Data excerpts:
***
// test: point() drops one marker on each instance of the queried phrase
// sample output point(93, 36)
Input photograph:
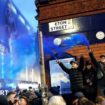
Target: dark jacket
point(100, 67)
point(75, 75)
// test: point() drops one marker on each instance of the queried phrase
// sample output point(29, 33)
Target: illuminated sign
point(60, 25)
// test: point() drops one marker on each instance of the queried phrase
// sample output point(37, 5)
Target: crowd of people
point(87, 79)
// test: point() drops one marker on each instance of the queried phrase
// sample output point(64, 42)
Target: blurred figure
point(3, 100)
point(75, 74)
point(56, 100)
point(85, 101)
point(100, 67)
point(100, 100)
point(23, 100)
point(90, 80)
point(12, 98)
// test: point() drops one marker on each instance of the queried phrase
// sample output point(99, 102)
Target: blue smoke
point(67, 42)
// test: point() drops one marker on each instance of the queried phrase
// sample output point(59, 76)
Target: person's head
point(74, 64)
point(23, 100)
point(100, 100)
point(11, 97)
point(102, 58)
point(56, 100)
point(88, 64)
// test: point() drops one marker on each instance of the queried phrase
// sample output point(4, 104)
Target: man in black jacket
point(100, 67)
point(75, 74)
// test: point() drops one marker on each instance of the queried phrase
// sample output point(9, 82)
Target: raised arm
point(63, 66)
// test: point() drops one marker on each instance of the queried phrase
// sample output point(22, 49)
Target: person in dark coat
point(90, 83)
point(75, 74)
point(100, 67)
point(3, 100)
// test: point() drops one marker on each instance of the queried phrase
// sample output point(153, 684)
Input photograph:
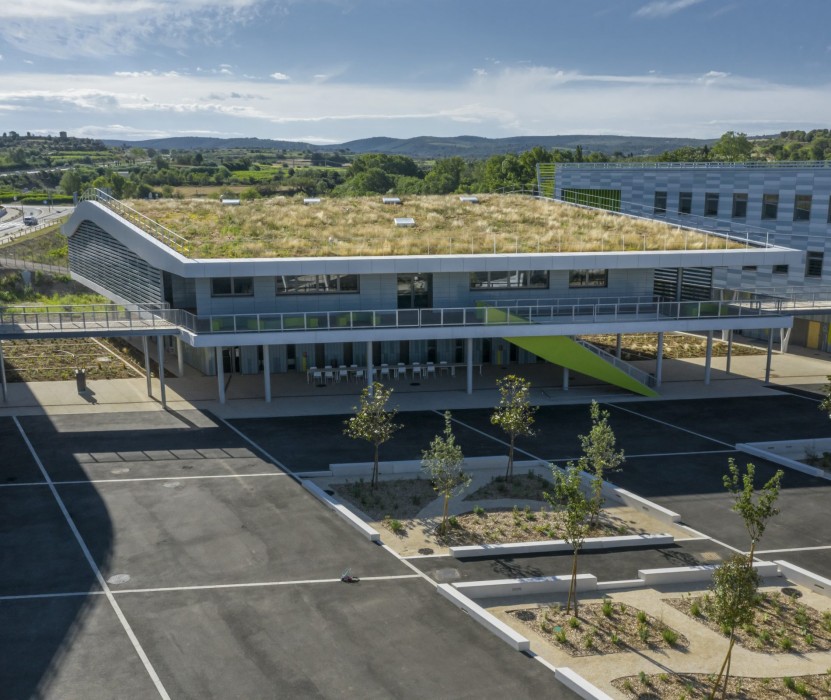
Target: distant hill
point(430, 147)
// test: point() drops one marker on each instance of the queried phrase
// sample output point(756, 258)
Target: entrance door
point(415, 291)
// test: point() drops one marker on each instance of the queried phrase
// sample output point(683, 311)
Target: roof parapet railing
point(161, 233)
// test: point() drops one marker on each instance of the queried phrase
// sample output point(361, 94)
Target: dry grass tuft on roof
point(283, 227)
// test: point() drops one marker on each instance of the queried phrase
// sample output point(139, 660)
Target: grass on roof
point(285, 227)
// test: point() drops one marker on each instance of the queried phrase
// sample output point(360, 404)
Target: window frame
point(581, 278)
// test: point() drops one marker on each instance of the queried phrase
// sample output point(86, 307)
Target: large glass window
point(711, 204)
point(232, 286)
point(317, 284)
point(660, 203)
point(588, 278)
point(509, 279)
point(813, 264)
point(802, 207)
point(770, 206)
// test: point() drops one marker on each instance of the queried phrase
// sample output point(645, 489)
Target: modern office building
point(784, 203)
point(433, 302)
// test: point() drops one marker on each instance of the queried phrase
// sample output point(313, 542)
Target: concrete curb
point(484, 618)
point(370, 533)
point(577, 684)
point(806, 578)
point(592, 543)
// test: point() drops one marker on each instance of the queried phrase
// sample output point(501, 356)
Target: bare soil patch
point(603, 627)
point(644, 346)
point(783, 624)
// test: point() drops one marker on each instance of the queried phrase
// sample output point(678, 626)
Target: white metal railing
point(161, 233)
point(622, 365)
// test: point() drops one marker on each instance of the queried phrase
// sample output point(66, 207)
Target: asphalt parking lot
point(173, 561)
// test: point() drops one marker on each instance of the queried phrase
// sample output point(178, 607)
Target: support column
point(220, 374)
point(469, 358)
point(3, 373)
point(729, 349)
point(659, 361)
point(267, 373)
point(369, 365)
point(180, 356)
point(146, 349)
point(160, 344)
point(708, 359)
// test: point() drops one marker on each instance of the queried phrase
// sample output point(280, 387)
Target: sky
point(331, 71)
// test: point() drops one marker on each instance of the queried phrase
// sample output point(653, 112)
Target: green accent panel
point(564, 351)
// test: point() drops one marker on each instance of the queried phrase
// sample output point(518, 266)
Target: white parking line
point(91, 561)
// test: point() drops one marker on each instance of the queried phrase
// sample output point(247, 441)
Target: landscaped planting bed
point(604, 627)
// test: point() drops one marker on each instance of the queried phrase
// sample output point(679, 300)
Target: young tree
point(443, 462)
point(731, 605)
point(755, 514)
point(514, 414)
point(599, 456)
point(570, 500)
point(373, 421)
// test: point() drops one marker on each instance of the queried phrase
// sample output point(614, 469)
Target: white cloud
point(664, 8)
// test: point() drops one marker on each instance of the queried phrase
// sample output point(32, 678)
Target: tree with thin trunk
point(570, 500)
point(731, 605)
point(373, 421)
point(443, 462)
point(600, 456)
point(754, 513)
point(514, 414)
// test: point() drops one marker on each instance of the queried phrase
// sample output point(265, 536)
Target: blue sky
point(329, 71)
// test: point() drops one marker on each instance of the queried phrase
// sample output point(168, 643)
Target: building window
point(317, 284)
point(770, 206)
point(813, 264)
point(232, 286)
point(802, 207)
point(509, 279)
point(711, 204)
point(740, 205)
point(588, 278)
point(660, 203)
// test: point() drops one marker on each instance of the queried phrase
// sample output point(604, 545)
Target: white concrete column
point(729, 349)
point(267, 373)
point(708, 359)
point(369, 365)
point(659, 361)
point(180, 356)
point(144, 346)
point(3, 373)
point(160, 346)
point(469, 358)
point(220, 374)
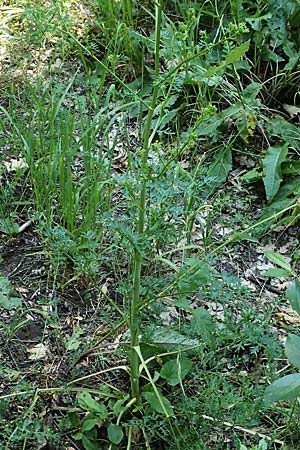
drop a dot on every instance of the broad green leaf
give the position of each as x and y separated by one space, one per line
286 388
174 371
87 403
115 433
293 295
272 177
292 350
279 260
88 444
160 405
277 273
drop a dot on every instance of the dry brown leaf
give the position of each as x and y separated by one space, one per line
39 351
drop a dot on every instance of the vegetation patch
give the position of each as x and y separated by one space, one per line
149 185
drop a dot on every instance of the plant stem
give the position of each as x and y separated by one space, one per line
138 254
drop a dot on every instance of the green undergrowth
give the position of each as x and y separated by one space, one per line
142 146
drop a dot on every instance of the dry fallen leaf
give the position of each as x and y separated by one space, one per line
39 351
286 317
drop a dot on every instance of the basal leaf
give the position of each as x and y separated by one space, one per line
293 295
292 350
174 371
88 444
89 423
272 177
286 388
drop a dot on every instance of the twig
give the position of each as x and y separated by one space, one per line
244 430
264 285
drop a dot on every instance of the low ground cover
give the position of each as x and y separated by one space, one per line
149 224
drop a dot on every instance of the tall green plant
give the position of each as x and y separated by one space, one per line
138 254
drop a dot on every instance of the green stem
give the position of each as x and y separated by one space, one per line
138 256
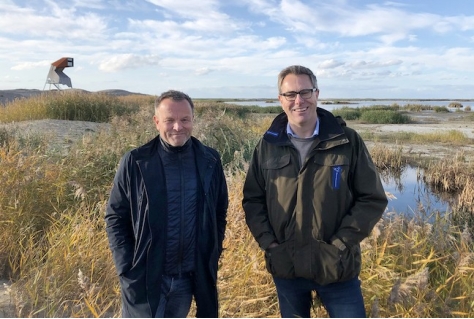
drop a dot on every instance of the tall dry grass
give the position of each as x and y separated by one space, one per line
54 248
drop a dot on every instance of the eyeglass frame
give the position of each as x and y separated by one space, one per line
298 93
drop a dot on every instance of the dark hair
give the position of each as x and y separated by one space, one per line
176 96
296 69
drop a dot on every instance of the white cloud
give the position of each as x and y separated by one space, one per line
127 61
31 65
330 64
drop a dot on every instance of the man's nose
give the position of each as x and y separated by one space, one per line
177 126
299 99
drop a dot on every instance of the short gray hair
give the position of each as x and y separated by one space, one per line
296 69
176 96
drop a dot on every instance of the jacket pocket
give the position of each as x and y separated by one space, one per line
279 261
330 264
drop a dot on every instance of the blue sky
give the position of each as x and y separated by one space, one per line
235 49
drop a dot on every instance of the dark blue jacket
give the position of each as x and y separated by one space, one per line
137 205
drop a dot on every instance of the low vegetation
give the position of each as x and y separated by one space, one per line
54 248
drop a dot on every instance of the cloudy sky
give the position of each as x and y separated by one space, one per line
235 49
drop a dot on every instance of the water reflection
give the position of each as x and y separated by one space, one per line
413 197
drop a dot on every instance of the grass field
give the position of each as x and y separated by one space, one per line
54 248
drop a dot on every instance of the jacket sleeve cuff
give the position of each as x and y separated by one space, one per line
335 241
266 240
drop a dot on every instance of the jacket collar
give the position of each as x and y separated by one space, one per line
329 127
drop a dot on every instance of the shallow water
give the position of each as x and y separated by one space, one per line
413 197
361 103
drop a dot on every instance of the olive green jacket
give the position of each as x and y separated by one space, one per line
318 213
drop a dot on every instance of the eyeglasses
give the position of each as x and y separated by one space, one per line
304 94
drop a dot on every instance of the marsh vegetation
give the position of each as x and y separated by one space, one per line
54 248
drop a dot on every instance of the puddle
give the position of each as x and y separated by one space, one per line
413 197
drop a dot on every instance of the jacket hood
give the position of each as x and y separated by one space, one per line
330 127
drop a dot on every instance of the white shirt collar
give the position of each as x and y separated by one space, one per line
289 131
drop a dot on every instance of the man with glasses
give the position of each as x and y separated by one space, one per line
311 195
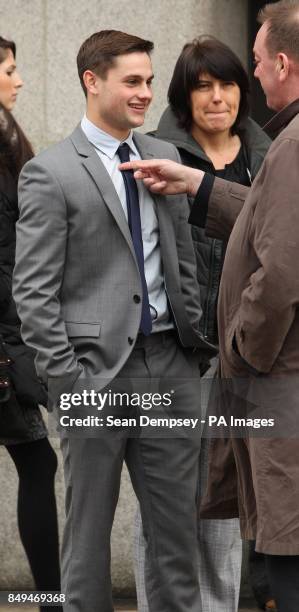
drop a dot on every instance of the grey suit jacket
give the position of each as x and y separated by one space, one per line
76 271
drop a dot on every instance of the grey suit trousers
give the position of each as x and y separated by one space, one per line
163 466
219 552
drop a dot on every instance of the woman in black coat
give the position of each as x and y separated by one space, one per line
22 429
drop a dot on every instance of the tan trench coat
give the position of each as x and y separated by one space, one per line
259 310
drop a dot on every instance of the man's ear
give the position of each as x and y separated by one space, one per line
91 81
282 66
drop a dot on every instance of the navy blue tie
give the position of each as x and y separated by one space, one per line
134 222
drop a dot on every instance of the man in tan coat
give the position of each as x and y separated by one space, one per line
259 309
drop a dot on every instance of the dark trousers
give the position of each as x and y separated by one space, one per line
163 466
283 574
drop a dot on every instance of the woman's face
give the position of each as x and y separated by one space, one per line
10 81
214 104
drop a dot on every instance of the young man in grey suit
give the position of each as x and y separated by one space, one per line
106 290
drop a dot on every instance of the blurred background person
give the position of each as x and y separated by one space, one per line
22 429
207 120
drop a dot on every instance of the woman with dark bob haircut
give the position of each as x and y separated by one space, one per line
206 55
207 120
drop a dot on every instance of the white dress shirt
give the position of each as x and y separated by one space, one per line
106 147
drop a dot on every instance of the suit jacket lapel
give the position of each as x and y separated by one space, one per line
100 176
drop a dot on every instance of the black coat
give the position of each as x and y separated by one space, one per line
210 252
20 419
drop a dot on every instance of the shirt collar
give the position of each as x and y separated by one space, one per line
103 141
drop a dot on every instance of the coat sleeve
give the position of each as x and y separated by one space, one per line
40 254
270 300
7 251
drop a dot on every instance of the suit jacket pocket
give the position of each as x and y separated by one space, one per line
77 330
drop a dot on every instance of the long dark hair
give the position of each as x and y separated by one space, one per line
206 54
15 148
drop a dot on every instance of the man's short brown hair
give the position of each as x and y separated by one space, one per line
99 51
283 27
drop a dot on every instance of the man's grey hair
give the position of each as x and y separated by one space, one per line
283 27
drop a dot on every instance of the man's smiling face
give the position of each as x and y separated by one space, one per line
125 94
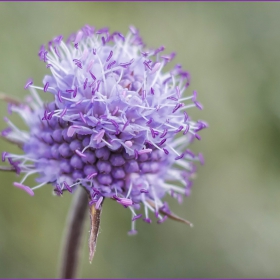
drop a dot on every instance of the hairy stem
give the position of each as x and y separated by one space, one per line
72 239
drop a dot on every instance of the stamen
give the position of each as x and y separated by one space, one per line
28 83
79 153
46 86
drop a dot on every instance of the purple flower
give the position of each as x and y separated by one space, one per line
117 125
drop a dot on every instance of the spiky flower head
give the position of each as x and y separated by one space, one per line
117 126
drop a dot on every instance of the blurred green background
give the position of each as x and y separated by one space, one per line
233 53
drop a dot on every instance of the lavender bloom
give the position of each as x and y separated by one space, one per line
112 125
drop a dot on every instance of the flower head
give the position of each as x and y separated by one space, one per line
112 125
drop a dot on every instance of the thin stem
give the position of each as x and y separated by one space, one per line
74 227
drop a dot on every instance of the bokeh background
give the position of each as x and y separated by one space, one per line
233 53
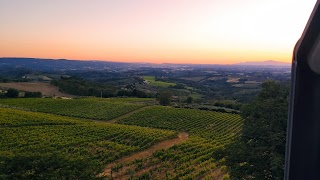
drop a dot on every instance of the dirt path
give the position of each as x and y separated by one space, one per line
148 152
128 114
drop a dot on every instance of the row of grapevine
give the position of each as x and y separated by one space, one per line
90 108
35 145
192 159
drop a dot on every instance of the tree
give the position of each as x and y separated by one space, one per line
12 93
260 150
189 100
33 95
164 98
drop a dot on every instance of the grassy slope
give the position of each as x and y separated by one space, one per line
37 145
193 159
153 82
91 108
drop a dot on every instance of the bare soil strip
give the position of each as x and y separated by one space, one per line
148 152
127 115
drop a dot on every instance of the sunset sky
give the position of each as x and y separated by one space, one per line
155 31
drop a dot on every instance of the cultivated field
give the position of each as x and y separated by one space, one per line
192 159
152 81
44 146
130 140
90 108
45 88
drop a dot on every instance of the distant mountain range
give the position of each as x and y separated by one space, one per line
264 63
47 65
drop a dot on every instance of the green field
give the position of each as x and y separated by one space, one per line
42 146
60 140
153 82
193 159
90 108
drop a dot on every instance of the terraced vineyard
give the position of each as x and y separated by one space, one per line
39 145
90 108
193 159
42 146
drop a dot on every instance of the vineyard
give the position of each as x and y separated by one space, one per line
193 159
90 108
60 140
42 146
***
What to work on: Look back at the data above, then output exactly the lines from the line holding "drop a dot on every instance of the long" up to and including the line holding "drop a dot on every instance of the tree". Leave out the pictures.

Your response:
drop a dot on every instance of the long dark hair
give the position of each as x and y separated by one space, one per line
206 54
15 148
drop a dot on every instance of the man's short brown hair
give the position of each as x and y separated by one space, one per line
99 51
283 27
drop a dot on every instance of the man's grey hair
give the position of each as x and y separated by one space, one per line
283 27
drop a dot on every instance of the man's smiling face
give the position of each as x and y separated by one space, one per line
125 94
drop a dot on every instance of the hairy stem
give the position of each as x and y separated by one space, one per line
72 239
drop a dot on every instance of the stamen
give the position of each as x and y separated by one space, one per line
28 83
79 153
46 86
drop a dot on every instance of the purple flower
give the position of each as x and y separated by one space, one per line
117 125
drop a dot on every instance of the spiky flower head
give the position of each as x and y separated by one space, one per line
117 126
drop a dot on every instance of the blurred green background
give the position of each as x and y separated by one space, one per line
233 53
drop a dot on every instance of the lavender bloom
give the position of each as x and y separated by one space, one per line
112 125
drop a dot on every instance of the flower head
give the position of each as x and y separated by one space, one per line
112 125
drop a dot on every instance of the thin stem
give the position of each as x and y separated by one space, one per line
74 227
drop a dot on every instance of the bokeh background
give the position of each as x and y separated by one space, one per line
233 53
drop a dot on every instance of the dirt path
give the position of each as x and y separated by one space, one per line
148 152
128 114
drop a dot on every instance of the row of grapevine
give the position of each as x and y separated by one space, one per line
90 108
35 145
192 159
drop a dot on every instance of the tree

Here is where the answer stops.